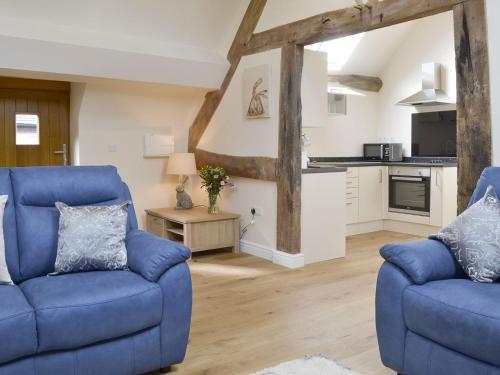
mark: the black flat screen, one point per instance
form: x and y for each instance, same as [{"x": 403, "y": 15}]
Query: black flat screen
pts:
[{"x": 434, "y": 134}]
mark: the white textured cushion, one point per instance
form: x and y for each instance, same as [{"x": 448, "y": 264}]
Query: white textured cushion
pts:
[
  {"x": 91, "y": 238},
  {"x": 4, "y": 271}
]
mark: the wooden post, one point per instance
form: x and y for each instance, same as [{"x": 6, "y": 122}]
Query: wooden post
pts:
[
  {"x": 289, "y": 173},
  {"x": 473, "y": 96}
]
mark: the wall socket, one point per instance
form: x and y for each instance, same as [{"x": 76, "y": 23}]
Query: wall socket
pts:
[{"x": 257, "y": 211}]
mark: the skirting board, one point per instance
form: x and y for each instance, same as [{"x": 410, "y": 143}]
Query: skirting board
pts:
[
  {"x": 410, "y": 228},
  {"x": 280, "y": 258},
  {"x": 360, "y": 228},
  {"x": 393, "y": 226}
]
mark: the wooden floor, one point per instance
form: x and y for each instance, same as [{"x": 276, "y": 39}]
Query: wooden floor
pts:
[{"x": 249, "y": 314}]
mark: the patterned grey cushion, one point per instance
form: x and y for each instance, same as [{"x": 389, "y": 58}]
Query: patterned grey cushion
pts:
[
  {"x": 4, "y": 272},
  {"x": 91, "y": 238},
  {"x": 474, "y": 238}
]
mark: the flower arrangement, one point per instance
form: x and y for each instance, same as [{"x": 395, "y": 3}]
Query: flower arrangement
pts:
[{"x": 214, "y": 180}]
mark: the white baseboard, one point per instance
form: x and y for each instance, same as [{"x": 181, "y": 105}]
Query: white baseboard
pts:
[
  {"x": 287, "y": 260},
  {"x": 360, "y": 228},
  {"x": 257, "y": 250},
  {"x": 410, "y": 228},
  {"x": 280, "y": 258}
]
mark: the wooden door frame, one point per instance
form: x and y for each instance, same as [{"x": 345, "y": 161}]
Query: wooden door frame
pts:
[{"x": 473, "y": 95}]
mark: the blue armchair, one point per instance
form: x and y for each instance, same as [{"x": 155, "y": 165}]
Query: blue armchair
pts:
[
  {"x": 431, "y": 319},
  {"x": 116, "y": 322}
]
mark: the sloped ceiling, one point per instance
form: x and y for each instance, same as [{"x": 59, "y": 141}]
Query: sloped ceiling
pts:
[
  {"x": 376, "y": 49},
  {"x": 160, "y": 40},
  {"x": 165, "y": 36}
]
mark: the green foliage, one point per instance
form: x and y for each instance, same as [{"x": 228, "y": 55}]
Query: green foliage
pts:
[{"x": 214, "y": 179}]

---------------

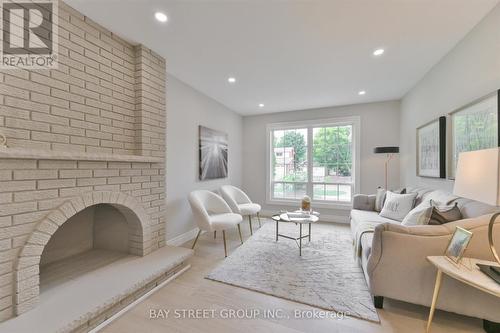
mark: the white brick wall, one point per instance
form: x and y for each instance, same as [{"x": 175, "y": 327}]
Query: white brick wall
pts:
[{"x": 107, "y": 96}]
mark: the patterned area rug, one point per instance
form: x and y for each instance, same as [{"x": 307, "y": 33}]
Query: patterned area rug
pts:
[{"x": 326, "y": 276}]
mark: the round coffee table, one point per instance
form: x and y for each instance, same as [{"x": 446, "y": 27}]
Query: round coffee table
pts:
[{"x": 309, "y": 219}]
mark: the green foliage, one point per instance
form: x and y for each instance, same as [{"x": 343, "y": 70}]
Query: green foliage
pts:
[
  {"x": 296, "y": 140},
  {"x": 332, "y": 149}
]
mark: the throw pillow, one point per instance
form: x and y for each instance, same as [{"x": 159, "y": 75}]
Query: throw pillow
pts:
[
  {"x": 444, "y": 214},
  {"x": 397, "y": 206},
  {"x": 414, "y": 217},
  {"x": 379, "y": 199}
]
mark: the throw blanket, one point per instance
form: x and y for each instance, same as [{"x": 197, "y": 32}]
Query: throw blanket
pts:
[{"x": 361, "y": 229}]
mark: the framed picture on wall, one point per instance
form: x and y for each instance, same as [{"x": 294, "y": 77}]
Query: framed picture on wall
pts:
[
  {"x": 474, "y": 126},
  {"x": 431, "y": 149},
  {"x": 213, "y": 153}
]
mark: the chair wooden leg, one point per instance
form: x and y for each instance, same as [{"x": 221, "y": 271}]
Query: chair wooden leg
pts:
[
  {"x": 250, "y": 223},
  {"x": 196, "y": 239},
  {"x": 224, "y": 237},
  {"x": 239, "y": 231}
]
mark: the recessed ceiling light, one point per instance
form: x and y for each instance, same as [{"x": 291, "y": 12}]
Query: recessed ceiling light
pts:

---------------

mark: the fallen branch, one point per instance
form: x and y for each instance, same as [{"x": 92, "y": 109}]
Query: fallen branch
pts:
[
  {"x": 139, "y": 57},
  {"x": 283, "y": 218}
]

---------------

## Exercise directions
Please output exactly the lines between the one holding "Query: black flat screen" and the one holding "mark: the wall socket, one point per instance" in the records above, inclusive, and nothing more.

## Task response
Query: black flat screen
pts:
[{"x": 434, "y": 134}]
mark: the white textured cushion, one point per instance
form: x and y for each instance, same as [{"x": 448, "y": 264}]
Query: white textured cushion
pts:
[
  {"x": 91, "y": 238},
  {"x": 4, "y": 271}
]
mark: the wooden post, one point per instance
form: x and y for each instance, same as [{"x": 6, "y": 122}]
Query: wooden post
pts:
[
  {"x": 289, "y": 173},
  {"x": 473, "y": 96}
]
mark: the wall socket, one point per instance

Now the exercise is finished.